- **Exercise requirements**:
Reproduce each of the lines below word for word, leaving out the pictures.

- **Input material**:
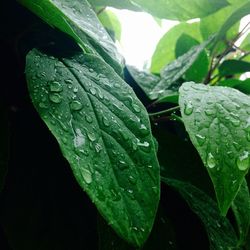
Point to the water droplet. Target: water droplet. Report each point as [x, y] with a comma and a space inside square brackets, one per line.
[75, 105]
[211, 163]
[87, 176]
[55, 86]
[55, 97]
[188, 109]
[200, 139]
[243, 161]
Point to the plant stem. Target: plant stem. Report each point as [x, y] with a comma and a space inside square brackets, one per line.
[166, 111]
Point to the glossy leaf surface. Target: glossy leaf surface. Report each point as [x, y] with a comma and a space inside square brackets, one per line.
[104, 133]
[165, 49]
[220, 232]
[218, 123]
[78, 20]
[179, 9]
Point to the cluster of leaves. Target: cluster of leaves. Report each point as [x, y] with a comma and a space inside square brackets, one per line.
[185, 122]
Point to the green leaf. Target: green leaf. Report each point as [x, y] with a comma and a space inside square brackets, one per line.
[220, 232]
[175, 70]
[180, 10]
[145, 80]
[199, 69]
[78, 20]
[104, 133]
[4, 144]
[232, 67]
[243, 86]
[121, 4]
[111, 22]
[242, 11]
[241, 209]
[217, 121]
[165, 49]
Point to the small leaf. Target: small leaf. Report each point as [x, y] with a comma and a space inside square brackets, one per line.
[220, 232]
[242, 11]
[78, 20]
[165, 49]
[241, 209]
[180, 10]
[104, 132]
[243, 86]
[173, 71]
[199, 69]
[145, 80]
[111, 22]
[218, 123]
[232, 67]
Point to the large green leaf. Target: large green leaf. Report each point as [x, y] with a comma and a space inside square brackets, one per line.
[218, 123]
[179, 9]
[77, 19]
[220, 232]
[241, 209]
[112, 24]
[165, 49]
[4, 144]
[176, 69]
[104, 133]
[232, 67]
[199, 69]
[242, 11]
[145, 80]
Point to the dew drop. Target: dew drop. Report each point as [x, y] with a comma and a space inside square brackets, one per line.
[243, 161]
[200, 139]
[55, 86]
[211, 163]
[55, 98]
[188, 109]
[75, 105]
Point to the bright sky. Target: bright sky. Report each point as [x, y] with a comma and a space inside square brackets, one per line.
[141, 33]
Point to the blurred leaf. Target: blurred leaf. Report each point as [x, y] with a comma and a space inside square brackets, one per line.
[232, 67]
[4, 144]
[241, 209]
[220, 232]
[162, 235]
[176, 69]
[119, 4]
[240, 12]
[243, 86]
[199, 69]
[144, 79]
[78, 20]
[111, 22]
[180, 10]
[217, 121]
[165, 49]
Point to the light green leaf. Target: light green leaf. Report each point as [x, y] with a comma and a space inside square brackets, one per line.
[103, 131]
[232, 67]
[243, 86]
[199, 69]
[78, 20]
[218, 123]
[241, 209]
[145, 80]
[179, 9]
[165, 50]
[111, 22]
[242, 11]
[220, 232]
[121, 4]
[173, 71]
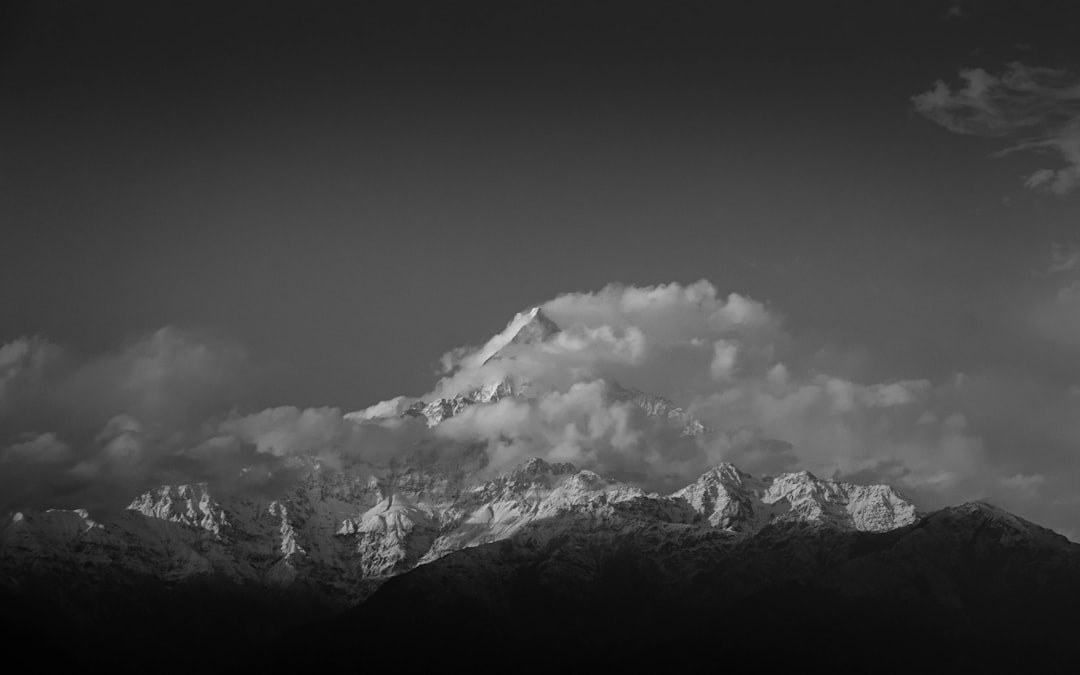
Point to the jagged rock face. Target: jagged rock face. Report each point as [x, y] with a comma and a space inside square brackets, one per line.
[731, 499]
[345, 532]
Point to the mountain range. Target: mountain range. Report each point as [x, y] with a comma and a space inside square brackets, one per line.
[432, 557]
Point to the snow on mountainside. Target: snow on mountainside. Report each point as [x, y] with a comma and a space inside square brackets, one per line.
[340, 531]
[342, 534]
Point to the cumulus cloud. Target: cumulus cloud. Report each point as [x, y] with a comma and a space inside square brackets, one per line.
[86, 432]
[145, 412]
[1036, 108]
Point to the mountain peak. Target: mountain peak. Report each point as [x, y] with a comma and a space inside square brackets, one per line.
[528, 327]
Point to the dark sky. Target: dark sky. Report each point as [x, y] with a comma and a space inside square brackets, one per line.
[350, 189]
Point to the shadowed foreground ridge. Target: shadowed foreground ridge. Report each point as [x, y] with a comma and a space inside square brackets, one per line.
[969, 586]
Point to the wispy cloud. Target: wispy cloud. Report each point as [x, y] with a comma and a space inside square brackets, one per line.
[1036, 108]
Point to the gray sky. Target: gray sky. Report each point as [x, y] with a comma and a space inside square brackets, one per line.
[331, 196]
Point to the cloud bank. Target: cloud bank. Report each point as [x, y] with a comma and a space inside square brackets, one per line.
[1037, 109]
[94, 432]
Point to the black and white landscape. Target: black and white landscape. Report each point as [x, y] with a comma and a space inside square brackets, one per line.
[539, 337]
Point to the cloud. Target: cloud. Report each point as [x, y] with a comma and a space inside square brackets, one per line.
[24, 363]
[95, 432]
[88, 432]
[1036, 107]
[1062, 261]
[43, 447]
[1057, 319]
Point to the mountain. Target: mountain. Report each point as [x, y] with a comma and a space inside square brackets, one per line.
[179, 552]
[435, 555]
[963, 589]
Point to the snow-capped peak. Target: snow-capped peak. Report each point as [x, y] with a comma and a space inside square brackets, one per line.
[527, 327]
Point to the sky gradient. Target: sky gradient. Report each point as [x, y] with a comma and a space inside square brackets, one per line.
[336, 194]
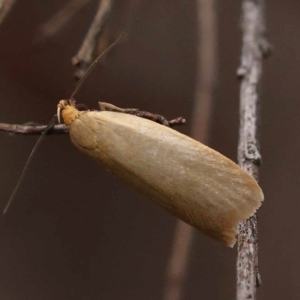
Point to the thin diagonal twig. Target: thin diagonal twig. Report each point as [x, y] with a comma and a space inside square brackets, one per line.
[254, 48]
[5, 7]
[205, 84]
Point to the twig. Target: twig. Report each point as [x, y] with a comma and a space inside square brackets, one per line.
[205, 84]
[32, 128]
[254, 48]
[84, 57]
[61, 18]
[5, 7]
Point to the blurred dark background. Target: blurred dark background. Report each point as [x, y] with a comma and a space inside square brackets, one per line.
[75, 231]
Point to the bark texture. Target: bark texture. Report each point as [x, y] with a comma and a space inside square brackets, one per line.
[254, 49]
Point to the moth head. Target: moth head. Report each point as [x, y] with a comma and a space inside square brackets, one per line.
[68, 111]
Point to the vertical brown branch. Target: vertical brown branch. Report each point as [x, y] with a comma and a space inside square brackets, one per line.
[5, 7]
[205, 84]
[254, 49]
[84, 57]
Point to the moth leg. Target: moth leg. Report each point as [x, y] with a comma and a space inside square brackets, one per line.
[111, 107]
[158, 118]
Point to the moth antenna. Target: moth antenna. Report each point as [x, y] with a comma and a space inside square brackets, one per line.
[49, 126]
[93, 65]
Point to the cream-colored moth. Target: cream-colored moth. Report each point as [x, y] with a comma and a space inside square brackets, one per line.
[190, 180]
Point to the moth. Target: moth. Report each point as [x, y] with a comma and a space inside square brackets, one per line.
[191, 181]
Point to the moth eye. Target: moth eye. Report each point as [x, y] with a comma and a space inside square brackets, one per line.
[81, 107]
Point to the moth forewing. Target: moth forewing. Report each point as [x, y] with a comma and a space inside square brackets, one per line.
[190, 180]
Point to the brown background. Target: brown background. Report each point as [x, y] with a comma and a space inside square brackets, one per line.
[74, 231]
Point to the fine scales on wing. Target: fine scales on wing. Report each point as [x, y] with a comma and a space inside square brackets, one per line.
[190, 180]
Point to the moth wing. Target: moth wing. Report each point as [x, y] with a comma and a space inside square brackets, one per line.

- **Written response**:
Point to the water droplet. Target: water droplet. Report each point as [x, y] with a comma and a space inside square brackets, one per line.
[75, 105]
[211, 163]
[87, 176]
[55, 86]
[55, 97]
[188, 109]
[200, 139]
[243, 161]
Point to the plant stem. Target: plant stem. Report each point as [x, y] with a comma and a space inside square brackets, one per line.
[166, 111]
Point to the glossy leaf surface. Target: glossy leaf surface. Report each point as [x, y] with a comma and a space inside square brackets, one per line.
[104, 133]
[165, 49]
[220, 232]
[218, 123]
[78, 20]
[179, 9]
Point to the cluster of leaves. Target: cluster of leaves. Report each point as [x, y] with a comma and a space inside square brackets, one per line.
[185, 122]
Point to the green leaf. Target: green leaf. Report each point as [x, y] with a comma and a space inside square brackets, one per line.
[220, 232]
[175, 70]
[180, 10]
[145, 80]
[199, 69]
[78, 20]
[104, 133]
[4, 144]
[232, 67]
[243, 86]
[121, 4]
[111, 22]
[242, 11]
[241, 209]
[217, 121]
[165, 49]
Point to the small leaf. Target: small leaf. Report each point as [x, y] with a comma and a space inside square brackets, one per line.
[220, 232]
[242, 11]
[78, 20]
[165, 49]
[241, 209]
[180, 10]
[104, 132]
[243, 86]
[173, 71]
[199, 69]
[145, 80]
[111, 22]
[218, 123]
[232, 67]
Point to the large green leaf. Target: large green leaf. Report each point as [x, y] with a comma and a space inside square brackets, one per line.
[218, 123]
[179, 9]
[77, 19]
[220, 232]
[241, 209]
[112, 24]
[165, 49]
[4, 144]
[176, 69]
[104, 133]
[232, 67]
[199, 69]
[242, 11]
[145, 80]
Point to the dew drop. Target: dew drop. Report each point as [x, y] with a comma and a space inside square brackets, one per line.
[243, 161]
[200, 139]
[55, 86]
[211, 163]
[55, 98]
[188, 109]
[75, 105]
Point to the bright sky. Target: bright sky. Report each point as [x, y] with a comma and a space inside square brackets, one per line.
[141, 33]
Point to the blurred leaf. Target: blurred leaf. Report each point as [x, y] with a comma and a space inside square brackets, one per line.
[232, 67]
[4, 144]
[241, 209]
[220, 232]
[162, 235]
[176, 69]
[119, 4]
[240, 12]
[243, 86]
[199, 69]
[144, 79]
[78, 20]
[111, 22]
[180, 10]
[217, 121]
[165, 49]
Point to the light green leaf. Target: light green leaf. Report each point as [x, y] with a comma and a space inside square brackets, one per line.
[103, 131]
[232, 67]
[243, 86]
[199, 69]
[78, 20]
[218, 123]
[241, 209]
[145, 80]
[179, 9]
[165, 50]
[111, 22]
[242, 11]
[220, 232]
[121, 4]
[173, 71]
Point to the jagged rock face. Target: jagged rock face. Report each point as [x, y] with a comma and a space inside square brackets, one per line.
[731, 499]
[345, 532]
Point to the mountain range. Target: mountain range. Report each point as [x, y] with a comma and a space inside square brackets, one per line.
[432, 557]
Point to the snow on mountainside. Target: snow on mountainside. Report each point as [x, y] with a comma and a space inside square brackets, one per line.
[340, 531]
[342, 534]
Point to the cumulus cloud. Target: cumulus cloud. Report each point as [x, y] with a comma and a space inside square brackets, one per line.
[86, 432]
[145, 412]
[1036, 108]
Point to the mountain peak. Target: mountain peak. Report each point as [x, y] with a comma and a space inside square brackets, one per line.
[528, 327]
Point to the dark sky. Target: dark sky. Report each point as [x, y] with a comma and a space inside square brackets, one per line.
[350, 189]
Point to the shadowed foreground ridge. Target: shadowed foreground ridge. Report each point as [x, y] with a comma and a space inside square brackets, one per line.
[969, 586]
Point to the wispy cloud. Target: wispy cloud. Report each point as [x, y] with a comma and a space inside square brackets, one per line.
[1036, 108]
Point to the gray sky. Target: gray sky. Report each point as [x, y] with a comma and a space inside square brackets, one per line.
[331, 196]
Point to the cloud bank. Target: cloud bank. Report each point as [x, y] with a comma and a space inside square brackets, one per line.
[1037, 109]
[94, 432]
Point to the black and white landscape. Target: black and white landscape. Report each point as [x, y] with a comma and a space inside square brackets, one per line.
[539, 337]
Point to the cloud. Target: cloud. Report each point as [x, y] with a comma and a space inside square brackets, one per line.
[24, 363]
[95, 432]
[88, 432]
[1036, 107]
[1062, 261]
[43, 447]
[1057, 319]
Point to the mountain. Target: mountain. Report each point as [x, y] with a comma and a space inside square brackets, one per line.
[179, 552]
[435, 555]
[963, 589]
Point to the snow-capped peak. Target: snow-capped peak. Report each point as [x, y] with a comma and a space inside square brackets, one per line.
[527, 327]
Point to the sky gradient. Target: sky gradient. Report each point as [x, y] with a comma and a space inside square brackets, one per line.
[336, 194]
Point to the thin diagonal twig. Target: thin diagonal twig. Report each point as [x, y] with a comma and a space inside square brackets, one per line.
[254, 48]
[5, 7]
[205, 84]
Point to the twig. Target: twig. Report each point as [x, y] with a comma and a space inside square brackets, one per line.
[205, 84]
[32, 128]
[254, 48]
[84, 57]
[61, 18]
[5, 7]
Point to the blurred dark background. Target: blurred dark background. Report each point as [x, y] with a comma and a space inside square brackets, one per line.
[75, 231]
Point to the bark texture. Target: bark texture. Report each point as [x, y] with a comma and a space inside square brackets, one per line.
[254, 49]
Point to the moth head. Target: moth head. Report each point as [x, y] with a comma and a space inside square brackets, one per line.
[68, 111]
Point to the vertical brown branch. Target: vertical brown branch. Report each point as [x, y] with a comma and a space inside square brackets, one per line.
[5, 7]
[205, 84]
[254, 49]
[84, 57]
Point to the moth leg. Target: moth leg. Report each point as [x, y] with a comma and a space inside square brackets, one per line.
[111, 107]
[158, 118]
Point to the moth antenna. Target: moth antenna. Report each point as [x, y] with a comma and a space inside square brackets, one per line.
[49, 126]
[93, 65]
Point to the cream-colored moth. Target: cream-colored moth. Report each point as [x, y] with a comma and a space inside square brackets, one per line.
[190, 180]
Point to the moth. Target: moth. Report each point as [x, y] with a comma and a space inside square brackets, one per line.
[191, 181]
Point to the moth eye. Target: moth eye. Report each point as [x, y] with a comma and a space inside square brackets, one per line.
[81, 107]
Point to the moth forewing. Target: moth forewing. Report each point as [x, y] with a comma and a space inside square brackets, one per line.
[190, 180]
Point to the brown background. Target: brown background. Report each point as [x, y] with a comma and a space inside square brackets, one per line.
[74, 231]
Point to the fine scales on wing. Target: fine scales on wing. Report each point as [x, y] with a comma and a space inside square brackets, one per line.
[190, 180]
Point to the moth wing. Target: moth wing. Report each point as [x, y] with a comma and a space inside square brackets, one per line.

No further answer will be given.